*Your task:*
Pull out every line in the data below that contains the string "find".

*Information provided:*

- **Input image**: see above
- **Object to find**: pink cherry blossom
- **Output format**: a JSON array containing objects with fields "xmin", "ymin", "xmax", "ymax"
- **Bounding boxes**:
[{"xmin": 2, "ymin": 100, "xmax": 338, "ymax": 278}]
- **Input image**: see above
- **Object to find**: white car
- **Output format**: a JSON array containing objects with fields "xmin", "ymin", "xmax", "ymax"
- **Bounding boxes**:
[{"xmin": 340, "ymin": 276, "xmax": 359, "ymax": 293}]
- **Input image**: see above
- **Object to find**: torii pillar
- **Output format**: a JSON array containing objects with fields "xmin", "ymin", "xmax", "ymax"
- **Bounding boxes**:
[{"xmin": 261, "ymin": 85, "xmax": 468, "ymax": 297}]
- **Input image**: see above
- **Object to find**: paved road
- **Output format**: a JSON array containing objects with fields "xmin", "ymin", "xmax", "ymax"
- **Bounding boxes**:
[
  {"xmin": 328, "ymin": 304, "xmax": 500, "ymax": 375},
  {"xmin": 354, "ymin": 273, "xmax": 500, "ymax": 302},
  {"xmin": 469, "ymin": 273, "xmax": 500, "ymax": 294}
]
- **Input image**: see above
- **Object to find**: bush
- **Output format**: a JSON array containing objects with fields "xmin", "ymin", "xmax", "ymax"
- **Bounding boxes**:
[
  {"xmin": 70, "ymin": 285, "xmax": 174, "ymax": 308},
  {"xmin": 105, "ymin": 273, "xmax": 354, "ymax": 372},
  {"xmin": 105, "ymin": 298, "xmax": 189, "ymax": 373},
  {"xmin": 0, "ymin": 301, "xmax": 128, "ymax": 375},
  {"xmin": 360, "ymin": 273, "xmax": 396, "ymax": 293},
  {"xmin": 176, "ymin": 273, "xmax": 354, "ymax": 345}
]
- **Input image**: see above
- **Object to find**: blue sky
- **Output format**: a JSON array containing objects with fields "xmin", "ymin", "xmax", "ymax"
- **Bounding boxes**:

*Response:*
- **Object to find**: pink cherry blossom
- **Object to find**: white car
- **Object to find**: torii pillar
- **Object to find**: paved road
- **Object to find**: bush
- **Object to find**: blue sky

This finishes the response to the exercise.